(TASK GOAL):
Answer these questions from the discussion transcript:
(a) Which two companies does Keith name as examples of very broad-spectrum technology providers?
(b) According to Alex, what kind of evaluations have been possible under multiyear or umbrella agreements?
(c) Which company does Colin say GNS does not want to be?

(SOURCE EXTRACT):
____________________

Feb 15, 2006
Keith: What we’re really focused on as a company is developing a small number of partnerships and really growing vertically within them. I think that if you’re trying to sell technology, that technology business models in this space have a long history of failure. Unless you’re going to be a very broad-spectrum technology provider like an Amersham or a GE, I think you’re going to have serious issues.
John: So is it a milestone and fee-for-service collaboration business?
Keith: Our particular focus is to develop our infrastructure and our capabilities working collaboratively with our pharmaceutical partners, and to apply that learning independently through independent programs where we’re working with smaller partners where we can have an ownership interest in compounds.
John: And you participate in the IP?
Keith: We participate in the IP. In fact, one of the key things when you’re identifying a mechanism is that you’re making an invention. When you identify a biomarker, you’re making an invention. That’s important IP in the development of a compound.
John: Is it the same for Entelos?
Alex: In terms of the kind of relationships with people, we’re happy to start small, but I think it works best for us and our partners if we can get into multiyear or even umbrella kind of agreements. When I say best for us and our partners it’s because, for example, under that kind of arrangement we’ve been able to do in-licensing kinds of evaluations. When that happens, people are on a very fast time track. We can’t be negotiating a new contract for how that’s going to happen.
I think Keith is right. I mean, we’re very willing with smaller groups that maybe can’t necessarily afford as much. We believe enough in our technology to be willing to share more of the risk of what might come out of it and in return do milestones or royalty kinds of arrangements. On the other hand, there are other people we’re [working] with that they just don’t do that. And so everything is cash upfront and there are no long-term milestone or royalty arrangements. I think you have to be flexible to do either, to be able to work with a broad range of partners.
Colin: At GNS we’re really focused on reducing this technology to practice, and with real compounds being from preclinical into clinical. That’s the only thing we’re focused on. We don’t want to make drugs. We don’t want to be a Millennium -- and it’s a great company -- in that we really end up focusing on making our own compounds down the road. We do fee-for-service and milestone type things with pharma partners. We’re not expecting pharma to share ownership of compounds like Keith and Alex described. The smaller biotech companies that can’t afford to -- they certainly don’t have systems biology units within them -- that’s where we see getting ownership interest in compounds, but that’s down the road. We care about making the science work. I think I’ve said this before; my view is we haven’t gotten to the place where we really know and have demonstrated the true value of this stuff.

____________________

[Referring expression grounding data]
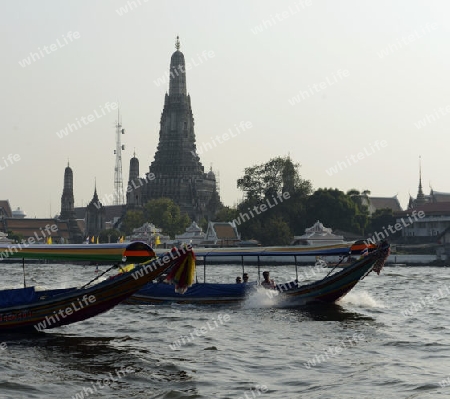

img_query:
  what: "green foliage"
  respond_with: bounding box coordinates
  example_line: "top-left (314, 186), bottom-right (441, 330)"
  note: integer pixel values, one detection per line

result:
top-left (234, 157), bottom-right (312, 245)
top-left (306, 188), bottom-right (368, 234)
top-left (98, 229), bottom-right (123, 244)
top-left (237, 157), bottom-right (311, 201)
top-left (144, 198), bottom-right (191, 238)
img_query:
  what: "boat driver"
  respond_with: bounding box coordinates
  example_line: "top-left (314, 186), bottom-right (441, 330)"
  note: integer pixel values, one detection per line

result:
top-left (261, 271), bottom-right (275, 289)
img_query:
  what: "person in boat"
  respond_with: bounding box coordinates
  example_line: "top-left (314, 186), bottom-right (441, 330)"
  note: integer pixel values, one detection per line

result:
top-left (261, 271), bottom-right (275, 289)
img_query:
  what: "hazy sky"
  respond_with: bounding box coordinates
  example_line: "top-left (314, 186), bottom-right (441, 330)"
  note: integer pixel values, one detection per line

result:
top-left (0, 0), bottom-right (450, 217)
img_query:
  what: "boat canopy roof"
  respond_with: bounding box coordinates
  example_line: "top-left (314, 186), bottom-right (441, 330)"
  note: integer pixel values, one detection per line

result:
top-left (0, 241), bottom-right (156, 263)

____________________

(RESPONSE BOX):
(a) Amersham and GE
(b) In-licensing evaluations
(c) Millennium